[Start of SUPPLIED PASSAGE]

But the Iranian regime is struggling to regain its geopolitical advantages in what it sees, correctly, as a multipolar world ― one in which the U.S. and its allies will have limited influence. This is hardly the time for the outside world to misread Iran’s strengths and weaknesses, or to ignore the link between its quest for nuclear capability and the larger Iranian quest for regional pre-eminence, a realization of national and civilizational destiny.
Loose talk in the U.S. of “regime change,” accompanied as usual by circa 1945 visions of cheery flower-laden Iranians greeting American tanks in Tehran, ignores the continuity of aims between the shah and the Islamic governments. Iran would give them up only when the country itself, as we know it, ceases to exist ― an unconscionable idea that cannot be separated from visions of a wider apocalypse in the region.

[End of SUPPLIED PASSAGE]
[Start of SUPPLIED MATERIAL]

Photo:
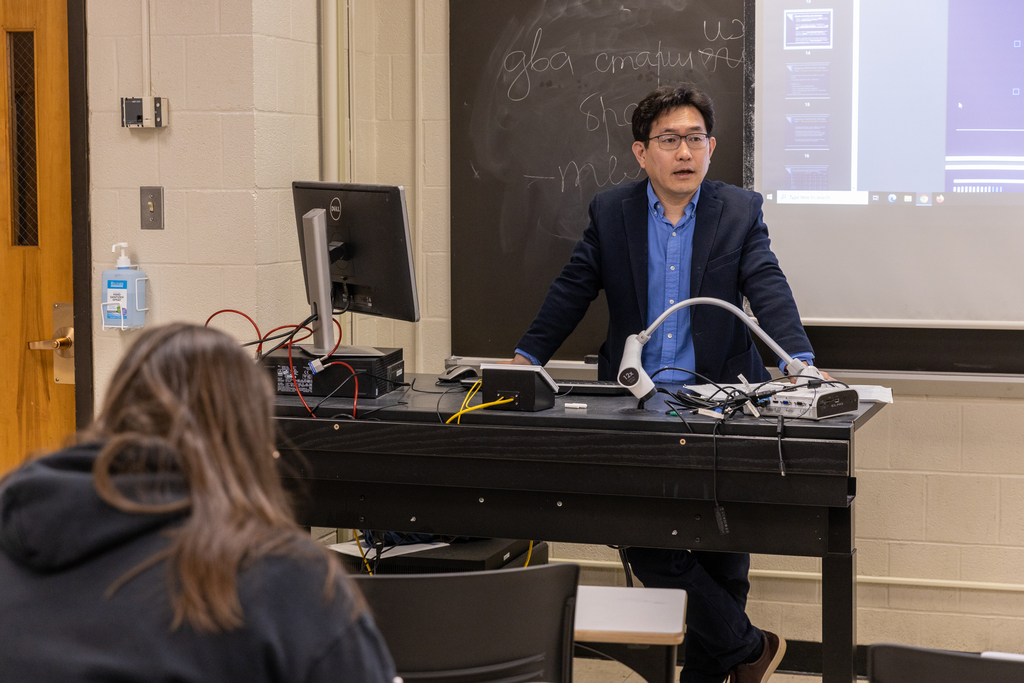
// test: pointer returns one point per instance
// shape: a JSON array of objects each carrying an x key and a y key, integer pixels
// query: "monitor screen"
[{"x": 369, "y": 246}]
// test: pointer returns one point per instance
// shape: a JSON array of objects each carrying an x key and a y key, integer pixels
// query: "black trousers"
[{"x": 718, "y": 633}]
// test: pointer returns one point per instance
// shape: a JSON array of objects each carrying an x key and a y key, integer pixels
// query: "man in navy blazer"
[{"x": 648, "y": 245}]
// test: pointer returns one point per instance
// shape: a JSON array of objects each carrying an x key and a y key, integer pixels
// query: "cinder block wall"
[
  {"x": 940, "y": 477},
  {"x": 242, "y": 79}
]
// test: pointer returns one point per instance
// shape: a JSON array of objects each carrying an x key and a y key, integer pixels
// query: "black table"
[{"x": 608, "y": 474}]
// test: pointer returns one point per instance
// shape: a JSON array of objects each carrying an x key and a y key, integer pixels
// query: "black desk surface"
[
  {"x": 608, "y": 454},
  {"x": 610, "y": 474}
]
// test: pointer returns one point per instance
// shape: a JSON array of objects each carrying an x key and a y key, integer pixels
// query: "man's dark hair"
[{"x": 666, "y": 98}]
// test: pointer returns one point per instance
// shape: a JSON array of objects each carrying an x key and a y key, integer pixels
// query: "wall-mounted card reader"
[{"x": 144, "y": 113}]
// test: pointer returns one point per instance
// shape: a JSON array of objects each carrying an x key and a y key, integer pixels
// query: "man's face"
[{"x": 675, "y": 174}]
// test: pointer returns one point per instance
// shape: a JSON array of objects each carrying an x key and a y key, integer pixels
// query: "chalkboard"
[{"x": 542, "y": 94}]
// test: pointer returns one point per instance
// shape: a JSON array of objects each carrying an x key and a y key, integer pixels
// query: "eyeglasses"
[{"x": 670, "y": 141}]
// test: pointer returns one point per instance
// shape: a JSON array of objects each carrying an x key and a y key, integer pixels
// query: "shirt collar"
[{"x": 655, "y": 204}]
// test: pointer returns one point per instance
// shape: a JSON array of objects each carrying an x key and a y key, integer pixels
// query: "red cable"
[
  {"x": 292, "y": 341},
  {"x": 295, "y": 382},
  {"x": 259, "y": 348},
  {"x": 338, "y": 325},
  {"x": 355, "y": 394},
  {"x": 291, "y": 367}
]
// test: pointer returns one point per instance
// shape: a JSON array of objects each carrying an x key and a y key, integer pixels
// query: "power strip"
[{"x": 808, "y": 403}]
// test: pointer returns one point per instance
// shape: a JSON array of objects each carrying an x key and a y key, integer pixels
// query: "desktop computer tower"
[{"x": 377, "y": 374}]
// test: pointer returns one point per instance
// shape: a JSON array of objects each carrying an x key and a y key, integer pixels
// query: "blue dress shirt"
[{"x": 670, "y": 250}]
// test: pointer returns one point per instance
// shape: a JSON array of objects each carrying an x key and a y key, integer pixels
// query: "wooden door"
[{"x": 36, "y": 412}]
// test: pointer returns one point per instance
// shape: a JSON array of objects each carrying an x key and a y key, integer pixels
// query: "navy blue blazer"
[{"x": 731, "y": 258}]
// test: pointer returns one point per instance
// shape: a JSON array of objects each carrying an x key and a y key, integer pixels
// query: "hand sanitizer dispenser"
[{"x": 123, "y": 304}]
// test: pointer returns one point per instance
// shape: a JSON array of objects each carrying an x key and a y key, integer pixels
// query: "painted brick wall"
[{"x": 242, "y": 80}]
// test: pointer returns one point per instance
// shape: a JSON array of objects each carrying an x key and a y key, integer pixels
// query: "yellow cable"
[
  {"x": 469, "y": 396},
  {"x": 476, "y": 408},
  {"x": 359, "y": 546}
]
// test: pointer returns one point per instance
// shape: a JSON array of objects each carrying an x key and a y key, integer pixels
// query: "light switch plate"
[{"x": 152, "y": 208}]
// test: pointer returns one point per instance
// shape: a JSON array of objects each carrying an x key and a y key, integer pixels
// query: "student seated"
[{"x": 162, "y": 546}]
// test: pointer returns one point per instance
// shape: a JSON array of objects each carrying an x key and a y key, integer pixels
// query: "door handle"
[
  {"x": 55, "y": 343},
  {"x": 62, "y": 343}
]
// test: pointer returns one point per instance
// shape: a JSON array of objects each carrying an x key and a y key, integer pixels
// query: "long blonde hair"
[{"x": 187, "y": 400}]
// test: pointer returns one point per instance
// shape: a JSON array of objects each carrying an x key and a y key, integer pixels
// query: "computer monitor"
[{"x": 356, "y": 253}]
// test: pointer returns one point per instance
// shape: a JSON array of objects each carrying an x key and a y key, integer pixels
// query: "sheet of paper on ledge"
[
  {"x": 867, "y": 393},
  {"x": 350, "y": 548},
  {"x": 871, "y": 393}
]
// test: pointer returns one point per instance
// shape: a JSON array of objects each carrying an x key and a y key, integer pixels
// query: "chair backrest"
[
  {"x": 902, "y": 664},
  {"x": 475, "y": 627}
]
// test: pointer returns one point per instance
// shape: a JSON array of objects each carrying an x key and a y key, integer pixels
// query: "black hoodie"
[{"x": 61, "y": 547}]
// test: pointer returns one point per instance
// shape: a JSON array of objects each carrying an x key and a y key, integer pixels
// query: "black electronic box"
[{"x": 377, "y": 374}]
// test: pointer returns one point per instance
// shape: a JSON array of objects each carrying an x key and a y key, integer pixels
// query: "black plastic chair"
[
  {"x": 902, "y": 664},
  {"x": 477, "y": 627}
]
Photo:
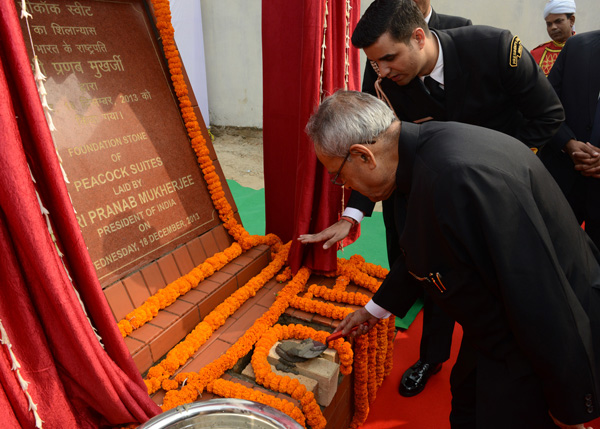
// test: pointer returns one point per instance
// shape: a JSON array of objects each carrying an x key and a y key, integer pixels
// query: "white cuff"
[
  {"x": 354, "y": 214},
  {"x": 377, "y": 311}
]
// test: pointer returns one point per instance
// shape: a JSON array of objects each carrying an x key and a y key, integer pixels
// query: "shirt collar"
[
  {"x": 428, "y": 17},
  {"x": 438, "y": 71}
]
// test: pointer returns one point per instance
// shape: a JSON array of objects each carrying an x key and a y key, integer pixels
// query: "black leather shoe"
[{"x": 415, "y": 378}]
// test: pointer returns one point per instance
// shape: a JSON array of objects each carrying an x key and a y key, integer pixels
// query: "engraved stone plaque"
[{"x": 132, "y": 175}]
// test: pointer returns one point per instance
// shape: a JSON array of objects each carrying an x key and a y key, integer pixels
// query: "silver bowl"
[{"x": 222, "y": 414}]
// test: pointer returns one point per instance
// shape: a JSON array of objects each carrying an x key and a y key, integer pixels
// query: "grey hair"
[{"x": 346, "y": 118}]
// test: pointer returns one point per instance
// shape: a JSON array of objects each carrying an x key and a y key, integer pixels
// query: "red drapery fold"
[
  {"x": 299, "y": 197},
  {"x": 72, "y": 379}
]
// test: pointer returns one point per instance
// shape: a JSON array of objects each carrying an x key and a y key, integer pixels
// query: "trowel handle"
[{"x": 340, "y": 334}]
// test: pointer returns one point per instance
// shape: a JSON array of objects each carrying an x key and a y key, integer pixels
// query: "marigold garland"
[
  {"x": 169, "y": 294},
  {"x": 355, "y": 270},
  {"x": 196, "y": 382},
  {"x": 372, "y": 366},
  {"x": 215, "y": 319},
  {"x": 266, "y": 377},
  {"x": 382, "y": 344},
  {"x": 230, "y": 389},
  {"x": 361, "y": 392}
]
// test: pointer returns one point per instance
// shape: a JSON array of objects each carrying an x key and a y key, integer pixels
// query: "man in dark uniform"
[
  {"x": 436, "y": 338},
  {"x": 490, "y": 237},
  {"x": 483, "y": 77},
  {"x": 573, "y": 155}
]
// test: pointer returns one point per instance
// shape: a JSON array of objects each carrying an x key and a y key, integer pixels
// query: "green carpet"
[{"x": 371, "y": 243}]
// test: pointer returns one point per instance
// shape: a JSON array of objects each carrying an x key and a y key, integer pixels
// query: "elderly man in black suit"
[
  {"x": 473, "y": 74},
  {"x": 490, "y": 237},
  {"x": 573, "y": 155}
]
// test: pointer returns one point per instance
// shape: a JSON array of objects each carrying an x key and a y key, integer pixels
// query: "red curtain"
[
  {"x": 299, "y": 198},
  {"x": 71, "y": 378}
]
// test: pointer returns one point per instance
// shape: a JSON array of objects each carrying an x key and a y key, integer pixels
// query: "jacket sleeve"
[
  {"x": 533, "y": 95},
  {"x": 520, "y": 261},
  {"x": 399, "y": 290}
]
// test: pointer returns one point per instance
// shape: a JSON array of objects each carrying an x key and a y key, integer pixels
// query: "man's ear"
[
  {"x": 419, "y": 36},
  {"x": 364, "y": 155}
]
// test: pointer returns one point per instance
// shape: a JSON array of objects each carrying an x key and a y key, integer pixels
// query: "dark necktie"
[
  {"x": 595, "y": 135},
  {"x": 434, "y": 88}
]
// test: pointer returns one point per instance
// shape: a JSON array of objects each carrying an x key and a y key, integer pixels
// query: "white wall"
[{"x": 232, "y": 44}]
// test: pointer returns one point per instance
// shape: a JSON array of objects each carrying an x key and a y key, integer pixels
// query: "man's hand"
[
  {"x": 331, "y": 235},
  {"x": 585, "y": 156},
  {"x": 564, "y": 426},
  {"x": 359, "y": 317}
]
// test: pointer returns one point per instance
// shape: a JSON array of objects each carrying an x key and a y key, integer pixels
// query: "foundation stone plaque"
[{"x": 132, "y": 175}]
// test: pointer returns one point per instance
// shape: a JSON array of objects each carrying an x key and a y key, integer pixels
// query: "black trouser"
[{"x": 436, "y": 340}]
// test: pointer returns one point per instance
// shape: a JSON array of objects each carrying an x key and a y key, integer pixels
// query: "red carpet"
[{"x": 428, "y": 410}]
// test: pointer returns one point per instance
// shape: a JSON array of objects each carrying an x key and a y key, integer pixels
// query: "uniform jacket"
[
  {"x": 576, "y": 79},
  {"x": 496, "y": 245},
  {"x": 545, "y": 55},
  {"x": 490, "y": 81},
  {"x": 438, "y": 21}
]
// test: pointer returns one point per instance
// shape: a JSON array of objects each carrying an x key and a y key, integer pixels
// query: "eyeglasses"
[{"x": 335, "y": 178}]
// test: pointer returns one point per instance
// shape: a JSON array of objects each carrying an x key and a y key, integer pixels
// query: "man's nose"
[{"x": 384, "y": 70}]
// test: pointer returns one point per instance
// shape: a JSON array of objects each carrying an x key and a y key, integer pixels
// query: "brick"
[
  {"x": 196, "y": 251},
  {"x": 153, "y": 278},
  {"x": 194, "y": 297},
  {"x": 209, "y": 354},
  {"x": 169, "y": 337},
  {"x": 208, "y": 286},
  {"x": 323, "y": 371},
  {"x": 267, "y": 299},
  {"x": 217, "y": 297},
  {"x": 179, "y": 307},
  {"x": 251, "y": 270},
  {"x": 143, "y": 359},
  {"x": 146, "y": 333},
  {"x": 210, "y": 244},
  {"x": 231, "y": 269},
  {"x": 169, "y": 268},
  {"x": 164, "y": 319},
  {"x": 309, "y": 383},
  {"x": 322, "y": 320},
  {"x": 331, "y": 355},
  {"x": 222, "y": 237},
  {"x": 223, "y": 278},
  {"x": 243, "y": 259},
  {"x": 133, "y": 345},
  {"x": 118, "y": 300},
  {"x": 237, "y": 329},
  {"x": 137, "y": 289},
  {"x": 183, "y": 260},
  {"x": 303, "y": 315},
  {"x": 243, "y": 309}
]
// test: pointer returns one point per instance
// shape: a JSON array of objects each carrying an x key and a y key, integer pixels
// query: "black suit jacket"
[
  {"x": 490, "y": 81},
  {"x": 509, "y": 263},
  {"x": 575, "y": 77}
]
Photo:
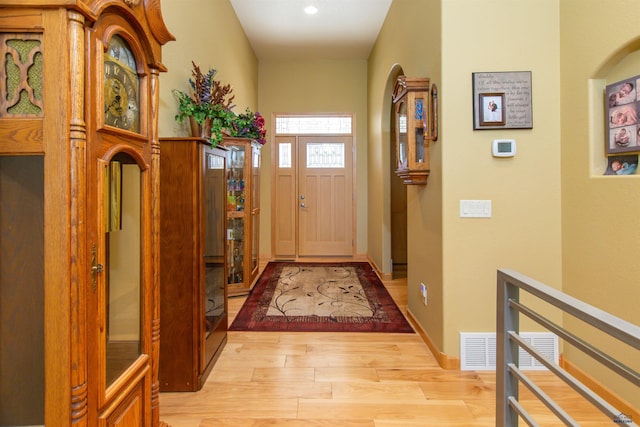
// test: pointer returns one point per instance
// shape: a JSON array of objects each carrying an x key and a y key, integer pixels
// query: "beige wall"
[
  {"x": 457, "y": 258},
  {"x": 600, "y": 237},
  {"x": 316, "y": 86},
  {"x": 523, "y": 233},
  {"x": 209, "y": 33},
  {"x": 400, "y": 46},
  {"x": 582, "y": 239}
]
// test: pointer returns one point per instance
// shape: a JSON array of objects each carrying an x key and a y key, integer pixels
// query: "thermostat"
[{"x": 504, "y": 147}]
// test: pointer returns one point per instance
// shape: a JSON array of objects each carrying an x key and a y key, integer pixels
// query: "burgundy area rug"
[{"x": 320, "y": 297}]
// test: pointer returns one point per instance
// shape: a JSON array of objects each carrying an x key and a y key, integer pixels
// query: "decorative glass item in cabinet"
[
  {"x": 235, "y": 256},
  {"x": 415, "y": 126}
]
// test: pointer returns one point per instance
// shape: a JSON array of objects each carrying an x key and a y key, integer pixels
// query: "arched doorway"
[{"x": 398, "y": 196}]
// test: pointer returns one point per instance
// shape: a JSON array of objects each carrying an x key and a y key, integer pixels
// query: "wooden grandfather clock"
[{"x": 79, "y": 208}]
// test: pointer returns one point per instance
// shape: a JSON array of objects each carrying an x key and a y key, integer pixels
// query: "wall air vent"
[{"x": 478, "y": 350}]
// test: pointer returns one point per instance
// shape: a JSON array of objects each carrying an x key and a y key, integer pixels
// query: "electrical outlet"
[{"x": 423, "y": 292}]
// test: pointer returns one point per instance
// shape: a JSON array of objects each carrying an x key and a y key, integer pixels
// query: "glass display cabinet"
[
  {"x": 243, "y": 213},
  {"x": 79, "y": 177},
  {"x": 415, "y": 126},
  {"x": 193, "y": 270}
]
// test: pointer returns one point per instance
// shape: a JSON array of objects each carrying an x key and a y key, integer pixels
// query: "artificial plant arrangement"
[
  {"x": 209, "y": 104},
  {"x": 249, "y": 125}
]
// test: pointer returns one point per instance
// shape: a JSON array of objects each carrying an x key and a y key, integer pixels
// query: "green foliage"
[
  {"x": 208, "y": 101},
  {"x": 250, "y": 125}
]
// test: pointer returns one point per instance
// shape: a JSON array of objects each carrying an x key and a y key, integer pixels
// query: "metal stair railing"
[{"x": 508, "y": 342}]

[End of SUPPLIED MATERIAL]

▶ [TASKS]:
**a)** Return each line of the entries that contains the string "black", treating matches as case-sensitive.
**b)** Pick up the passage on Iran's regional ambitions after its final sentence and continue writing it.

▶ [RESPONSES IN ORDER]:
**a)**
// query: "black trousers"
// query: "black table"
// query: "black desk surface"
// query: "black hoodie"
// query: "black electronic box"
// query: "black plastic chair"
// query: "black leather shoe"
// query: "elderly man in black suit"
// query: "black trouser"
// query: "black suit jacket"

**b)**
Any rapprochement between Iran and the U.S. will have to acknowledge Iran’s centrality in its region ― just as the U.S. eventually recognized India’s in South Asia after a series of futile alliances with Pakistan. But the U.S. has never been further away from this possibility, as Republican candidates line up to prove themselves more trigger-happy than the next. Suddenly, entire countries, indeed civilizations, with complex histories are being depicted as potentially uncomplaining, even grateful, victims of aerial bombing.
Last week President Barack Obama rightly expressed alarm over the bizarre “casualness” of this bellicosity, which stands to doom tens of millions of lives. More such urgent injections of sanity may be needed to counter the Ahmadinejad-ization of foreign policy discourse, and to prevent the world from lurching, while still stumbling out of two unfinished wars, into a third and probably most disastrous conflict.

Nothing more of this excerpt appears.